* WHAT YOU NEED TO DO *
Continue the text comparing Zendesk and Kayako Fusion from where it stops.

* PASSAGE TO READ *
********
Providing a rich customer experience is imperative in today’s online world. One way to keep customers and prospects happy is to give them a satisfying experience when they seek help.

Two of the top solutions that automate customer-support help-desk operations are Zendesk and Kayako Fusion, both available as online offerings.

Zendesk and Kayako Fusion are both relatively young solutions with garage-type foreign origins and U.S. presences. Zendesk, which was launched in Copenhagen in 2007, has a team of 50 programmers in San Francisco. Kayako, which was formed in Jalandhar, Punjab, India in 2001, was incorporated in Idaho. Kayako rewrote, renamed, and relaunched its solution as Fusion in 2010.

Online chat, password resetting, knowledge databases, and self-serevice are among the features these systems provide. They also offer customer ticketing, collaboration, and workflow to help agents resolve problems. Each allows you to define rules and procedures for categorizing and routing specific help topics to agents.

In a Comparz.com survey, users praised the ease of setup, customization, support, and overall capabilities of both vendors’ solutions.

However, while they both provide a comprehensive help-desk support feature set, each also has unique capabilities.
********
* Stored items *

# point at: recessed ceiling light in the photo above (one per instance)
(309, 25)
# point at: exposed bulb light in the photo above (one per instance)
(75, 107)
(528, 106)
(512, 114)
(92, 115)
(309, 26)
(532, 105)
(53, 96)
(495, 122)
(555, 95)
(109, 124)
********
* FINAL ANSWER *
Zendesk is unique in providing social media capabilities that allow you to monitor and answer queries via Facebook and Twitter. Zendesk also provides a more extensive roster of prebuilt integrations with third-party products and APIs, listing 90+ on its site.

Kayako offers no integration details other than that it provides rich APIs, access to source code, and a developer network to help you integrate.

Zendesk has had a commanding lead in mobile platform support—including iPad, iPhone, Android, Blackberry, and Windows phone—but Kayako is catching up.

Kayako initially supported only Windows Phone, but announced Android support in November 2011 and has a beta available for iPhone devices. Mobile support is not one of Kayako’s boasting points, and is not mentioned on its site.

Features touted by Kayako include VoIP integration, intelligent routing, customer screen sharing, and the ability to toggle between phone, e-mail, tickets, and chat while working on a case.

Pricewise, for its entry-level Starter plan (previously $9 per user per month), Zendesk is offering a special deal in which you donate $20 to UCSF Benioff Children’s Hospital and receive a year for free for up to three agents. Zendesk’s other three plans, Regular, Plus, and Enterprise, are $24, $49, and $99 per user per month, respectively, for unlimited users.

The Starter plan, while a bargain, lacks community, knowledgebase, ticket, online chat, e-mail and phone support, as well as other capabilities.

Kayako’s online solution is priced at $49, $29, and $29 per user per month for its Fusion, Engage, and Resolve plans, respectively. Fusion is its full-featured solution, Engage is a live chat and real-time support system, and Resolve is a ticket support system.

Zendesk provides a full side-by-side checklist of features for its plans on its site, while Kayako does not provide a comprehensive list of features, making it more difficult to determine what is included.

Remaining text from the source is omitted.